‘Bluetooth High’ – the new addition to the drug scourge

31/01/2017. Nyaope edicts inject themselves with nyaope using syringes and after he pull back his blood to share his high to the friend. Picture:Bongani Shilubane

Cii Radio| Ayesha Ismail| 03 February 2017| 05 Jumadul ula 1438

Pretoria – The dangerously fast spread of Bluetooth – as the trend of sharing blood between nyaope users is called – was not entirely new, but it heralded a health crisis that could tip the scales in favour of death, public health experts said on Wednesday.

The trend brings increased chances of HIV, hepatitis and other blood diseases.

“It’s the same as fashion trends, one can get over a specific item as soon as the other item is introduced,” the city’s Youth Against Drug Abuse (Yada) chairperson Wim Fourie said.

The trend had come to their attention when nyaope addicts changed to injecting their drugs with syringes, instead of smoking them.

Yada had been dealing with various addicts hooked on different drugs for a while, but the major problem was that they had no idea of the composition of their drugs, he said.

The trend was spreading far and wide within the city’s townships – and in the past month users had been seen sharing blood-filled syringes in Mabopane, Soshanguve and Ga-Rankuwa.

This week a couple of young men in Mabopane demonstrated the practice to a Pretoria News team, explaining that they kept the blood-sharing between two druggies to avoid diseases and infections.

The one man, who asked not to be named, tied his wrist up with a string and mixed nyaope with water, drew it into the syringe them injected it into his hand.

Within a few seconds of injecting himself he withdrew the fluids, which rushed back into the syringe with blood, and he passed it to his partner, who had already tied his upper arm with a string in preparation for the drug sharing.

The second man shot the mixture into his upper arm while the other went into a drug-induced daze.

They insisted that the first man’s high would also be felt by the second drug user, and said it was all a game of compromise meant to share the euphoria when they did not have enough money for two packets of nyaope.

But the risks to their health were detrimental, University of Pretoria’s head of department of family medicine, Professor Jannie Hugo, said.

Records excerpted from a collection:
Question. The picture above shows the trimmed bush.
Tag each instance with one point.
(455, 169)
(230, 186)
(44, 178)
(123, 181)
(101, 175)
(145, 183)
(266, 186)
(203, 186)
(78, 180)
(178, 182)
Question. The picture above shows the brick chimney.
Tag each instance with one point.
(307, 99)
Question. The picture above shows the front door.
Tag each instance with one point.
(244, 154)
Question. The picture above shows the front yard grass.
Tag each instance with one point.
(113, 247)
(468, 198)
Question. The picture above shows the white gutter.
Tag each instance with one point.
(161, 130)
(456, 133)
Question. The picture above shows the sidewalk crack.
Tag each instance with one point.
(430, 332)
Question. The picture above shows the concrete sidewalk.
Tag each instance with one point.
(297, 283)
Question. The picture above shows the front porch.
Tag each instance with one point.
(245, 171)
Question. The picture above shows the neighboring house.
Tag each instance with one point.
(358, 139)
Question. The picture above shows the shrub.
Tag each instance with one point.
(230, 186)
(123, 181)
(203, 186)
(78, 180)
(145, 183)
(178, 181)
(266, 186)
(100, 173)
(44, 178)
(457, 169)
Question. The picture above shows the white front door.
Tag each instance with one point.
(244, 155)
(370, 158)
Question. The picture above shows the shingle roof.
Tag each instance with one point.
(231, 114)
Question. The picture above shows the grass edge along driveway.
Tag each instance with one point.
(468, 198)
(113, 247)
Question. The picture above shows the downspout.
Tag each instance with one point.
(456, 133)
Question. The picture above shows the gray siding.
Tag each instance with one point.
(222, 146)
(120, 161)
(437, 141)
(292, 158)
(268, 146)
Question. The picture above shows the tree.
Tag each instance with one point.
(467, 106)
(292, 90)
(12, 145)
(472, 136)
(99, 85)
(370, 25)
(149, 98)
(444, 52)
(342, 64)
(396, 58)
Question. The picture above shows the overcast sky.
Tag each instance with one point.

TASKS FOR THIS EXERCISE:
[A] According to the article on the Bluetooth drug trend, who is the chairperson of Youth Against Drug Abuse (Yada)?
[B] Continue the article on the Bluetooth drug trend from its final sentence.
The data comes from a separate source unrelated to the article on the Bluetooth drug trend.

RESPONSES IN ORDER:
[A] Wim Fourie

[B]
“Injecting heroin and nyaope is very dangerous on its own, so the trend where people share needles and blood is very risky and scary,” he said.

It came with high risks of HIV and Hepatitis C, which were already on the rise among drug users, he said.

The city had a very high number of people who injected drugs, pushing the prevalence of HIV to 40% and Hepatitis C to 80%. “This can only make it worse,” he said.

He warned of a public health emergency and said the best health care response to the Bluetooth trend was to do harm reduction.

“Harm reduction would mean helping people to practise safe injection methods and to make sure that they did not share needles and syringes.”

“This is done through a needle and syringe exchange programme where users are provided with clean needles, syringes and clean sterile water to mix the drugs,” he said.

The other response would be to provide long term opioid substitution therapy as part of care and rehabilitation.
“International research evidence is clear that with these two strategies, the problem can be addressed and turned around,” he said.

The trend and images of the boys shooting blood up and into their bodies was met with shock and horror among communities, who said drug use was being taken to another level.

Social media users questioned the authorities and their role in alleviating the drug abuse problem.

The police said they would investigate the trend and also research the laws of prosecution which could be applied.